*REQUIRED ACTION*.
Only lines containing "protester" belong in the answer, each copied from the entries below.

*LISTED RECORDS*.
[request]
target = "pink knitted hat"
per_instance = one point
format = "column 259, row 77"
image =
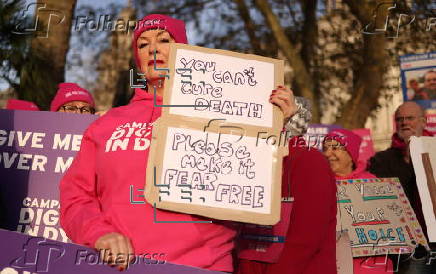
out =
column 21, row 105
column 349, row 140
column 175, row 27
column 68, row 92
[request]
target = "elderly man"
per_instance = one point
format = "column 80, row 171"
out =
column 396, row 162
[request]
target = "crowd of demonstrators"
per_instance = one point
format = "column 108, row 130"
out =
column 428, row 92
column 396, row 162
column 341, row 148
column 95, row 213
column 310, row 239
column 94, row 210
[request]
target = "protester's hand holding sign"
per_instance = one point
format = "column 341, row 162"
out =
column 283, row 97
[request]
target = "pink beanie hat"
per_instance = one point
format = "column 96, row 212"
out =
column 68, row 92
column 348, row 139
column 21, row 105
column 175, row 27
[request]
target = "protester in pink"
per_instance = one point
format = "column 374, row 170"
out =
column 101, row 205
column 21, row 105
column 72, row 98
column 341, row 148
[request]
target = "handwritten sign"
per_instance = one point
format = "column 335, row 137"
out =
column 378, row 217
column 213, row 173
column 423, row 154
column 220, row 84
column 344, row 258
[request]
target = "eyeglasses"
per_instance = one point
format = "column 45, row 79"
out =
column 82, row 110
column 335, row 147
column 406, row 118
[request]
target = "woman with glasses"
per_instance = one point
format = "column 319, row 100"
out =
column 341, row 148
column 72, row 98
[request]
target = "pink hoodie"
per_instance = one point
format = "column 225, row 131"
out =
column 95, row 194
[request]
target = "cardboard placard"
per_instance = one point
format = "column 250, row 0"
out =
column 209, row 174
column 222, row 84
column 378, row 217
column 223, row 163
column 423, row 154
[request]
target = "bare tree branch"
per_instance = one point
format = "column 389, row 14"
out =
column 249, row 26
column 303, row 81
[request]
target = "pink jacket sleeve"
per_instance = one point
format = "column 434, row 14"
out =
column 81, row 216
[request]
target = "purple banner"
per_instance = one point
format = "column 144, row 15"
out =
column 25, row 254
column 36, row 148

*THE ANSWER*.
target = "protester's hand holding sign"
target = "protester in pink"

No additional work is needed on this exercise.